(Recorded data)
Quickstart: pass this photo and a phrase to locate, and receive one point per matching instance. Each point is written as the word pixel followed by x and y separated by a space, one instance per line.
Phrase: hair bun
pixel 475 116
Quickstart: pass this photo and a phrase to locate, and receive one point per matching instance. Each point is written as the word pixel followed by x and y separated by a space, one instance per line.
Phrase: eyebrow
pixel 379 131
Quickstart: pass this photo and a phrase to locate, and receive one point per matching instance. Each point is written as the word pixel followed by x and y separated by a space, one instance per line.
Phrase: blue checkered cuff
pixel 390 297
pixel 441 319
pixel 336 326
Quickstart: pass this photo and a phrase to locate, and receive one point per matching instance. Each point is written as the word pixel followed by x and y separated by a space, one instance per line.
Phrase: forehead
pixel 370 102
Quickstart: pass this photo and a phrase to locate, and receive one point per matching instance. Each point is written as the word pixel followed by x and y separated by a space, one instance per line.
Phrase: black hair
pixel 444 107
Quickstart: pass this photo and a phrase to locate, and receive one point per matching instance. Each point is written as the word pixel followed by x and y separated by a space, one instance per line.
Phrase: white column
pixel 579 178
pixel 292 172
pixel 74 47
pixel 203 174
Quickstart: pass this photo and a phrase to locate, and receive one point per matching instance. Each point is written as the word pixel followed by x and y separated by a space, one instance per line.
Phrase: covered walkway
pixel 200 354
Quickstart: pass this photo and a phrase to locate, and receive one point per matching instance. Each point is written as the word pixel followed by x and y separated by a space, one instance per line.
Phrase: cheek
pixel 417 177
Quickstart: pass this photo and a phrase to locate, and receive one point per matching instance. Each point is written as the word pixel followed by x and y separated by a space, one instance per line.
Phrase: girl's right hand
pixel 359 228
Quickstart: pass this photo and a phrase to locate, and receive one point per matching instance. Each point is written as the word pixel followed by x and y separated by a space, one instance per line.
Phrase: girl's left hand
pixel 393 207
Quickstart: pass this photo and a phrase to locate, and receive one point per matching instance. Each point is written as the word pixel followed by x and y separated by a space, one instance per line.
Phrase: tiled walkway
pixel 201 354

• _TASK DIRECTIONS_:
Copy out the records above, starting at their first line and ending at the line that contains "pixel 475 116", with the requests included. Shift every coordinate in the answers by -139.

• _ANSWER TO THIS TASK_:
Quickstart: pass this photo and a phrase to locate, and receive one point per matching instance. Each point is written as the word pixel followed by x and y separated by a space, one instance per line.
Phrase: hair bun
pixel 336 -23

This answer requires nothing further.